— Start —
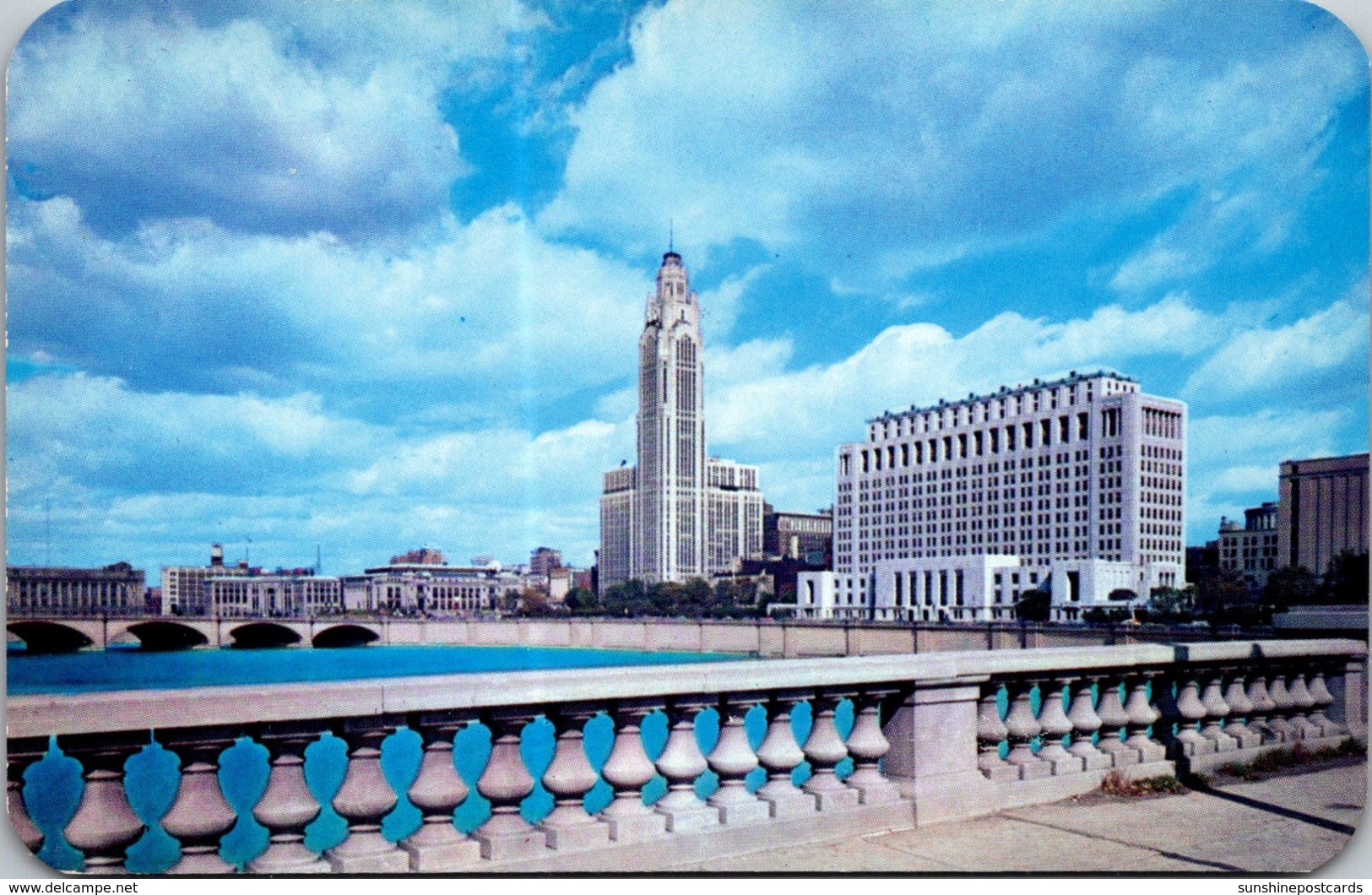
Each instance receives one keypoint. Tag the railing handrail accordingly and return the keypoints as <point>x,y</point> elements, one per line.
<point>40,715</point>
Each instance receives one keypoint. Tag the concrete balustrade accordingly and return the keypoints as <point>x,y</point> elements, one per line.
<point>930,741</point>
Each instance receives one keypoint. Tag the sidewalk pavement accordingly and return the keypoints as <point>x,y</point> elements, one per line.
<point>1286,824</point>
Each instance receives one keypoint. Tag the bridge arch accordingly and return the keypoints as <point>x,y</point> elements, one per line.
<point>263,634</point>
<point>344,636</point>
<point>164,636</point>
<point>50,636</point>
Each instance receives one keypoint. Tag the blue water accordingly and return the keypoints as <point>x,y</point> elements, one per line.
<point>52,785</point>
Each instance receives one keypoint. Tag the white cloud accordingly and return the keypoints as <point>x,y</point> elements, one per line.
<point>320,118</point>
<point>884,142</point>
<point>1332,341</point>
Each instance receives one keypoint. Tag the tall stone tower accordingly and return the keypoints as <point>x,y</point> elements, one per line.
<point>676,515</point>
<point>671,431</point>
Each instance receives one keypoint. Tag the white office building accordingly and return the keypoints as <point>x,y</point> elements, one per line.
<point>675,515</point>
<point>951,513</point>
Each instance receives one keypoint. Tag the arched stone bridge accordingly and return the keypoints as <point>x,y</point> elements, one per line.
<point>66,634</point>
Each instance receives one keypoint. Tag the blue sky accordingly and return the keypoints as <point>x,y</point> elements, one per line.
<point>369,276</point>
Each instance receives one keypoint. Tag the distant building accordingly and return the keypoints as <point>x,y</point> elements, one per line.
<point>544,561</point>
<point>675,515</point>
<point>1321,511</point>
<point>182,587</point>
<point>1073,486</point>
<point>1202,561</point>
<point>1250,550</point>
<point>423,556</point>
<point>116,589</point>
<point>291,594</point>
<point>799,535</point>
<point>426,589</point>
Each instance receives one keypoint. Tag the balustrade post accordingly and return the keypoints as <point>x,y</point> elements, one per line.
<point>1143,715</point>
<point>287,806</point>
<point>505,783</point>
<point>105,824</point>
<point>1239,710</point>
<point>681,763</point>
<point>1084,724</point>
<point>825,748</point>
<point>437,792</point>
<point>1301,706</point>
<point>1113,721</point>
<point>1282,708</point>
<point>1323,699</point>
<point>733,759</point>
<point>779,754</point>
<point>1055,726</point>
<point>1216,710</point>
<point>991,732</point>
<point>629,770</point>
<point>19,754</point>
<point>1021,728</point>
<point>1262,708</point>
<point>570,777</point>
<point>364,800</point>
<point>867,744</point>
<point>201,816</point>
<point>1185,711</point>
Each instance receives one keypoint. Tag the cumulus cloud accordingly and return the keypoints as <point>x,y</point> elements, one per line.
<point>309,120</point>
<point>489,309</point>
<point>1328,346</point>
<point>882,140</point>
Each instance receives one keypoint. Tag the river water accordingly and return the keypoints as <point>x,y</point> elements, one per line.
<point>52,785</point>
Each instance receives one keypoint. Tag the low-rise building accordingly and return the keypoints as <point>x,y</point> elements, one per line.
<point>1323,511</point>
<point>116,589</point>
<point>287,594</point>
<point>182,587</point>
<point>1250,550</point>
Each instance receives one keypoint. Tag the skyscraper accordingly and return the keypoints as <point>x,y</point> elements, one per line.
<point>675,515</point>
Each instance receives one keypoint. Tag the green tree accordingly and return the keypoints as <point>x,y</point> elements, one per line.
<point>1346,583</point>
<point>1033,605</point>
<point>1293,585</point>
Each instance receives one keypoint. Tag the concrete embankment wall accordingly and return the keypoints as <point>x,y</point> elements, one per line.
<point>767,638</point>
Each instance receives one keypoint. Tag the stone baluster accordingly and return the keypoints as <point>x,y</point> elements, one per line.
<point>1021,728</point>
<point>570,777</point>
<point>1113,721</point>
<point>507,783</point>
<point>437,791</point>
<point>201,814</point>
<point>733,759</point>
<point>19,754</point>
<point>681,763</point>
<point>1301,706</point>
<point>1055,726</point>
<point>991,730</point>
<point>1185,710</point>
<point>823,750</point>
<point>1216,710</point>
<point>867,744</point>
<point>1239,710</point>
<point>1321,697</point>
<point>627,770</point>
<point>287,806</point>
<point>364,800</point>
<point>1282,708</point>
<point>1143,715</point>
<point>1086,722</point>
<point>105,824</point>
<point>1262,708</point>
<point>779,754</point>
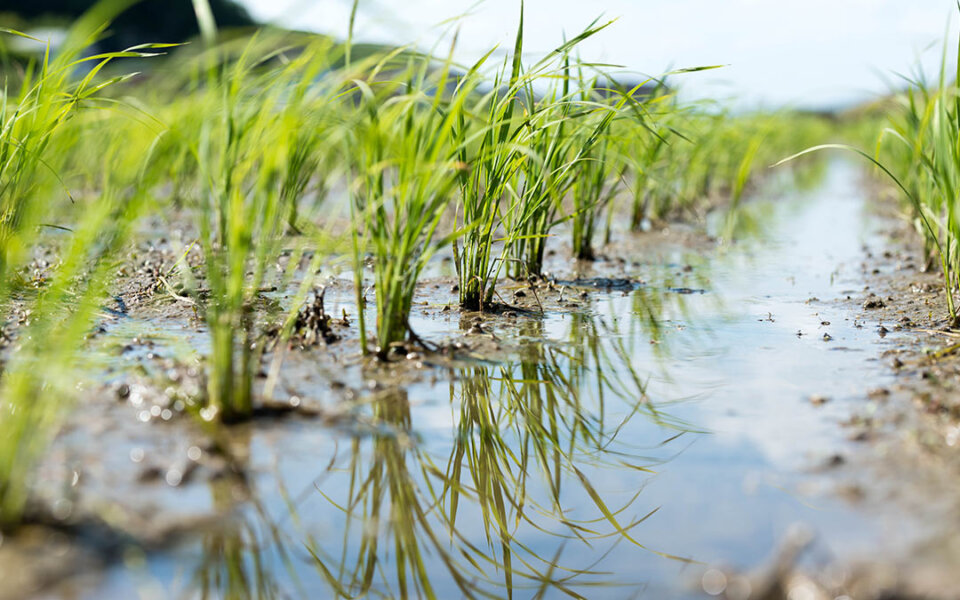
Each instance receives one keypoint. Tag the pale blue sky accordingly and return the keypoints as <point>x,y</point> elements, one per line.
<point>801,52</point>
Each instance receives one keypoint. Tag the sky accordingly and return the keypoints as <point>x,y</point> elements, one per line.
<point>807,53</point>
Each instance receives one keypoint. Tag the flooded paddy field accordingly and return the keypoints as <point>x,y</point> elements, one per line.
<point>679,419</point>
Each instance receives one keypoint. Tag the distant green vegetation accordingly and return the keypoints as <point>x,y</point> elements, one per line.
<point>912,138</point>
<point>290,143</point>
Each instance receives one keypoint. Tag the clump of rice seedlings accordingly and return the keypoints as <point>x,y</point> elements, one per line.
<point>547,175</point>
<point>403,153</point>
<point>597,183</point>
<point>495,147</point>
<point>36,382</point>
<point>251,171</point>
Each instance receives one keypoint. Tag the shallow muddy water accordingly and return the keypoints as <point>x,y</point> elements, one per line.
<point>632,443</point>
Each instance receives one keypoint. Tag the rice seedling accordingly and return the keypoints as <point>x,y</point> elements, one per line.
<point>491,208</point>
<point>254,163</point>
<point>36,382</point>
<point>404,157</point>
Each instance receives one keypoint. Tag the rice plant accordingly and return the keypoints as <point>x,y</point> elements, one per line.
<point>252,167</point>
<point>495,147</point>
<point>404,157</point>
<point>36,383</point>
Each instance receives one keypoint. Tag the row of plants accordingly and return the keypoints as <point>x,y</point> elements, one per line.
<point>287,143</point>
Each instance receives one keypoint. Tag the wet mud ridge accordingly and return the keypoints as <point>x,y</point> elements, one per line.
<point>685,420</point>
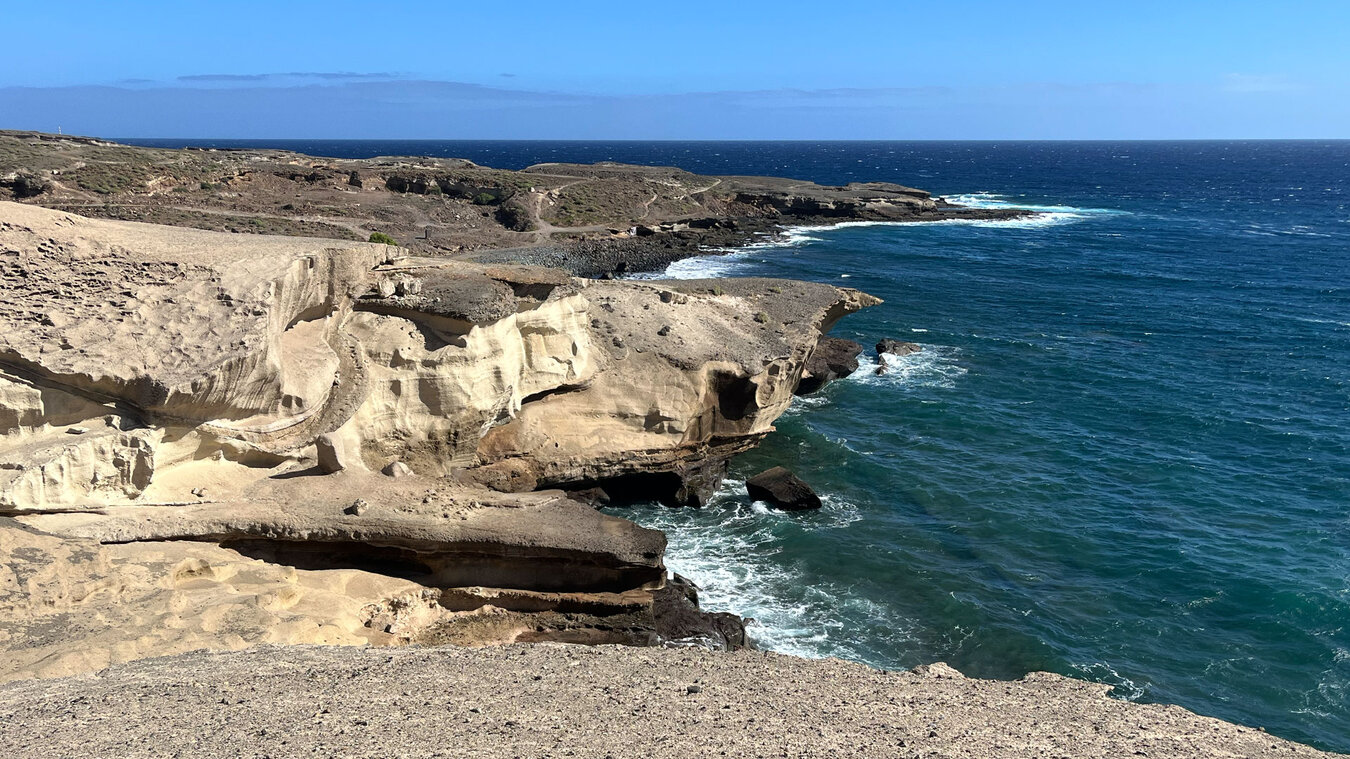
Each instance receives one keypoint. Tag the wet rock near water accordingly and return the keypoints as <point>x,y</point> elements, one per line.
<point>782,489</point>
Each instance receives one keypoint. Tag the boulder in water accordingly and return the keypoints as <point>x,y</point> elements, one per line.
<point>782,489</point>
<point>833,358</point>
<point>897,347</point>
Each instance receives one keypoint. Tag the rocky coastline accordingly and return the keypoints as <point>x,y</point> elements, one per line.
<point>232,415</point>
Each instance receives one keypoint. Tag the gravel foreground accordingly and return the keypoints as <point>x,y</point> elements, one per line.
<point>554,700</point>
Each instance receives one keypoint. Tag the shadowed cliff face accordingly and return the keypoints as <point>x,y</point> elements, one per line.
<point>286,408</point>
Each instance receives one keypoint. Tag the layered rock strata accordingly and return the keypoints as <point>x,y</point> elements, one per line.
<point>212,439</point>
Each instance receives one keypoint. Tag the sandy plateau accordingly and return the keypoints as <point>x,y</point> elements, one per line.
<point>219,440</point>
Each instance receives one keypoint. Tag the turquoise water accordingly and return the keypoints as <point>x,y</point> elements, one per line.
<point>1123,453</point>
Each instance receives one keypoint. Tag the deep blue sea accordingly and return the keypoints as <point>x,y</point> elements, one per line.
<point>1123,453</point>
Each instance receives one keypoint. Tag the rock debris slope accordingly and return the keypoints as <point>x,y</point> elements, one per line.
<point>212,439</point>
<point>573,701</point>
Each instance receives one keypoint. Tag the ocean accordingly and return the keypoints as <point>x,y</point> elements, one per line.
<point>1123,453</point>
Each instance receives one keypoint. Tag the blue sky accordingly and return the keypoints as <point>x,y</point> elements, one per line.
<point>690,70</point>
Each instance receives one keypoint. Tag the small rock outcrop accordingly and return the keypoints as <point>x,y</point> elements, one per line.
<point>832,359</point>
<point>897,347</point>
<point>330,453</point>
<point>782,489</point>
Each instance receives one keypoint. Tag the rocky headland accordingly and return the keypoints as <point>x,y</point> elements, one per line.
<point>228,420</point>
<point>589,219</point>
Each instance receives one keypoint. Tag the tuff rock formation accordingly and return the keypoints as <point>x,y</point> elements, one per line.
<point>212,439</point>
<point>782,489</point>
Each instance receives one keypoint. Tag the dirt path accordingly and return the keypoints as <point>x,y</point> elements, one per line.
<point>586,701</point>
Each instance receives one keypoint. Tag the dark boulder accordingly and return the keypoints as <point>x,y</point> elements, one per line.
<point>783,489</point>
<point>833,358</point>
<point>681,623</point>
<point>897,347</point>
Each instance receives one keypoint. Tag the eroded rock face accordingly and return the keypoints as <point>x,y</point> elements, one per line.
<point>235,399</point>
<point>833,358</point>
<point>782,489</point>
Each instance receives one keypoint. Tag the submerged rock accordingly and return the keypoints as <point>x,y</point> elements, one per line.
<point>782,489</point>
<point>897,347</point>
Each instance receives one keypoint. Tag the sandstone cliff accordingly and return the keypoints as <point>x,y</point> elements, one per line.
<point>212,439</point>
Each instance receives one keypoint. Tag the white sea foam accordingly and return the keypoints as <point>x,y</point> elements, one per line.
<point>1100,671</point>
<point>934,366</point>
<point>701,266</point>
<point>736,562</point>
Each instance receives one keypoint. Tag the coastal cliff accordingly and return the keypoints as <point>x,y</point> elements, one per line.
<point>246,426</point>
<point>344,443</point>
<point>589,219</point>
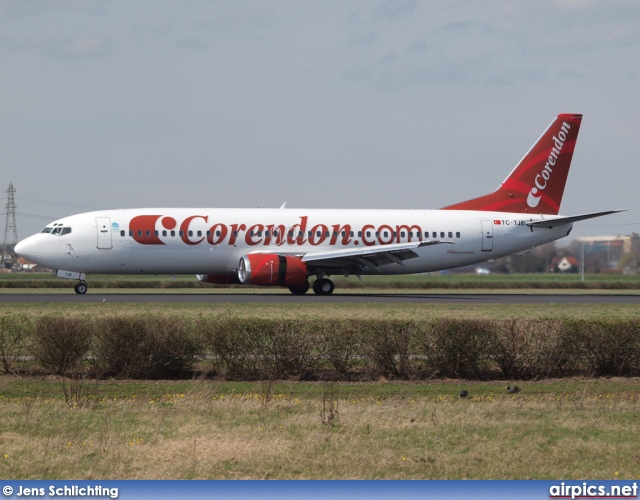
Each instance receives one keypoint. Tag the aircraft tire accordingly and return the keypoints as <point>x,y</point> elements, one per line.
<point>300,289</point>
<point>323,286</point>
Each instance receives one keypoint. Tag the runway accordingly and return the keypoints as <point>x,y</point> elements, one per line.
<point>342,298</point>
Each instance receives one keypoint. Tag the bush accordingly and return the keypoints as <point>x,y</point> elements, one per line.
<point>15,333</point>
<point>526,349</point>
<point>144,347</point>
<point>340,343</point>
<point>60,343</point>
<point>229,341</point>
<point>394,348</point>
<point>609,347</point>
<point>459,348</point>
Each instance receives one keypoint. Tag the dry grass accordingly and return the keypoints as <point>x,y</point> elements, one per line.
<point>569,429</point>
<point>315,309</point>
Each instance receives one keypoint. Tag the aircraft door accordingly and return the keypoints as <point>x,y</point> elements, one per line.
<point>487,235</point>
<point>103,225</point>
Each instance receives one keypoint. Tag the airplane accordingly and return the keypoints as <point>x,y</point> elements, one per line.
<point>285,247</point>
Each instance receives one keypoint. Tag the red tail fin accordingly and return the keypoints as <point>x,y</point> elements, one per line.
<point>536,185</point>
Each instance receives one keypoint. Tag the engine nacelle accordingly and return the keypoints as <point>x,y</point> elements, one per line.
<point>272,270</point>
<point>219,279</point>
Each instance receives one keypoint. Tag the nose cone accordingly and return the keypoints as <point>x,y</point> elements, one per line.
<point>28,248</point>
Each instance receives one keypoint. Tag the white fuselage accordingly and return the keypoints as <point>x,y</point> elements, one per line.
<point>212,241</point>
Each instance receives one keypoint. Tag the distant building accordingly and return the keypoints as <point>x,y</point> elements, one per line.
<point>609,248</point>
<point>565,265</point>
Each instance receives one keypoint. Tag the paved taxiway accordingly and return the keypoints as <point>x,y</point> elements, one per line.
<point>286,298</point>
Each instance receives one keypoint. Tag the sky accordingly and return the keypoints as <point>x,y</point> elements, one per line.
<point>320,104</point>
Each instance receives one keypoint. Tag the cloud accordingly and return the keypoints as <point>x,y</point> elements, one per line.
<point>417,47</point>
<point>363,39</point>
<point>192,43</point>
<point>567,74</point>
<point>393,9</point>
<point>77,48</point>
<point>514,75</point>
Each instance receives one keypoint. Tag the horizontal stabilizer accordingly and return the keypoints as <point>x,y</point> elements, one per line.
<point>566,220</point>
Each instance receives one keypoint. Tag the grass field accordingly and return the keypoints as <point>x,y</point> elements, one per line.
<point>558,429</point>
<point>332,310</point>
<point>209,429</point>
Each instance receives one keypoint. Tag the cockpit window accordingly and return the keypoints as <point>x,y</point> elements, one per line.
<point>58,231</point>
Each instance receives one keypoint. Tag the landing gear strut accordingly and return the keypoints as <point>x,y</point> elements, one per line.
<point>323,286</point>
<point>300,289</point>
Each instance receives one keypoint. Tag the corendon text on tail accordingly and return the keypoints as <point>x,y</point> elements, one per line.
<point>287,247</point>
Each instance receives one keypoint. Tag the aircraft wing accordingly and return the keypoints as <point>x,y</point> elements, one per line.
<point>566,220</point>
<point>371,257</point>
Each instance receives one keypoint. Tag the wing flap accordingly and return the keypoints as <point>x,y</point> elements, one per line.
<point>372,257</point>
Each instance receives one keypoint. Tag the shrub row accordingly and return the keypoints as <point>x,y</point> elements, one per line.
<point>243,348</point>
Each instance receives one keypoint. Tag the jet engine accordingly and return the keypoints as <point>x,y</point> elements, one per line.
<point>272,270</point>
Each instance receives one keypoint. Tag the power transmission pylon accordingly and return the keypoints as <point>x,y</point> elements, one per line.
<point>10,223</point>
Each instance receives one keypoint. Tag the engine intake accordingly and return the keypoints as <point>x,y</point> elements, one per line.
<point>272,270</point>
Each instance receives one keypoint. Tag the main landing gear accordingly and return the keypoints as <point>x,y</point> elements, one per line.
<point>81,287</point>
<point>321,286</point>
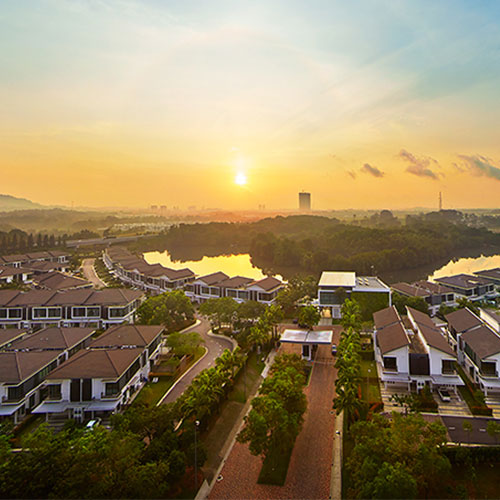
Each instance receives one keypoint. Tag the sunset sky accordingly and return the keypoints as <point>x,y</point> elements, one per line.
<point>366,104</point>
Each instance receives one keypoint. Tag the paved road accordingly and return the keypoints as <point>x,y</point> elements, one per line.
<point>90,274</point>
<point>309,471</point>
<point>215,348</point>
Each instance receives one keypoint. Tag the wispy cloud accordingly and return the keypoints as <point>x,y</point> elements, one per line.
<point>478,165</point>
<point>370,169</point>
<point>419,165</point>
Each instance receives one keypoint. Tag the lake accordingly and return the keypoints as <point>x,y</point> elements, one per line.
<point>241,265</point>
<point>232,265</point>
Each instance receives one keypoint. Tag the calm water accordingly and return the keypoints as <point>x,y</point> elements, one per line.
<point>241,265</point>
<point>232,265</point>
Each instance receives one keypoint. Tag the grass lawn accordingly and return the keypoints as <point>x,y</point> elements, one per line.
<point>151,393</point>
<point>275,467</point>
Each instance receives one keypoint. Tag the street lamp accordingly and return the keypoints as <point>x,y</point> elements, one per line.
<point>196,425</point>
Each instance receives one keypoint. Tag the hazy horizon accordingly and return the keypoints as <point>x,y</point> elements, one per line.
<point>232,104</point>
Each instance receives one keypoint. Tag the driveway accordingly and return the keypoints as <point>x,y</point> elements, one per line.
<point>90,274</point>
<point>215,347</point>
<point>310,465</point>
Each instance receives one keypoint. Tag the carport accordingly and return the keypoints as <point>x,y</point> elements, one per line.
<point>308,339</point>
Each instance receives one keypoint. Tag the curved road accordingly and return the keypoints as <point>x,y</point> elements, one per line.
<point>90,274</point>
<point>215,346</point>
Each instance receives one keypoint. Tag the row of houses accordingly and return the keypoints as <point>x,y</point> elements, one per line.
<point>68,373</point>
<point>413,352</point>
<point>36,309</point>
<point>156,278</point>
<point>482,285</point>
<point>23,260</point>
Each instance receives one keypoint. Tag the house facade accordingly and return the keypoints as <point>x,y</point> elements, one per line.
<point>86,307</point>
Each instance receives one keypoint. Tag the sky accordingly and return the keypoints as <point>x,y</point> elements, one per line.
<point>235,104</point>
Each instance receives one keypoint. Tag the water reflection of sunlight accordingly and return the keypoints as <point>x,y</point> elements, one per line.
<point>467,265</point>
<point>232,265</point>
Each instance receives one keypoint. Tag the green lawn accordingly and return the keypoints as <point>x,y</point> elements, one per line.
<point>151,393</point>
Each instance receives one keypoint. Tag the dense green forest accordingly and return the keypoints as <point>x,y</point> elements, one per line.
<point>310,244</point>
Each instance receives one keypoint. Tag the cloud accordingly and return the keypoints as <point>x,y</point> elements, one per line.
<point>419,165</point>
<point>478,165</point>
<point>369,169</point>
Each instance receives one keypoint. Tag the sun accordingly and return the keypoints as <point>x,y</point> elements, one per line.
<point>240,179</point>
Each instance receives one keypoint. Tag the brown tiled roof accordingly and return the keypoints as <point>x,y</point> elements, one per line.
<point>433,338</point>
<point>421,318</point>
<point>411,290</point>
<point>18,366</point>
<point>462,320</point>
<point>214,278</point>
<point>267,284</point>
<point>59,281</point>
<point>483,341</point>
<point>392,337</point>
<point>97,363</point>
<point>53,338</point>
<point>464,281</point>
<point>385,317</point>
<point>127,335</point>
<point>8,335</point>
<point>235,282</point>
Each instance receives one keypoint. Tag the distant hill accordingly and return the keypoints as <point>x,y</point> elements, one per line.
<point>8,203</point>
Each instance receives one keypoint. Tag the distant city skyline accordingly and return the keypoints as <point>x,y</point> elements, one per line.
<point>239,104</point>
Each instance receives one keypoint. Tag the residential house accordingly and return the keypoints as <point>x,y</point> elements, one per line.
<point>468,286</point>
<point>101,379</point>
<point>335,286</point>
<point>84,307</point>
<point>434,294</point>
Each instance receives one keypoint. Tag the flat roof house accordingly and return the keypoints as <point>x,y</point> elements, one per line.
<point>478,348</point>
<point>334,286</point>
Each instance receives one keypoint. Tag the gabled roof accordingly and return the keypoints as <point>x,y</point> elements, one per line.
<point>214,278</point>
<point>58,281</point>
<point>462,320</point>
<point>434,339</point>
<point>53,338</point>
<point>8,335</point>
<point>235,282</point>
<point>392,337</point>
<point>464,281</point>
<point>483,341</point>
<point>385,317</point>
<point>128,335</point>
<point>97,363</point>
<point>18,366</point>
<point>267,284</point>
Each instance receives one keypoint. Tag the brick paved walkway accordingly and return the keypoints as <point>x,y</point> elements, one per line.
<point>310,465</point>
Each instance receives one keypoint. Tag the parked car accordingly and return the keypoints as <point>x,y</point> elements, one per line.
<point>92,424</point>
<point>444,395</point>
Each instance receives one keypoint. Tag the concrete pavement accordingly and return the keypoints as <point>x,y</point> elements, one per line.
<point>90,274</point>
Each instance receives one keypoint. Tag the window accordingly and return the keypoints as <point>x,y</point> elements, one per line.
<point>447,366</point>
<point>111,389</point>
<point>15,313</point>
<point>390,363</point>
<point>79,312</point>
<point>54,391</point>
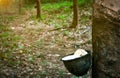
— End —
Exercise brief.
Please count the lines of the rows above that contain the string "cloud", matching case exactly, and give only that number.

Full response.
5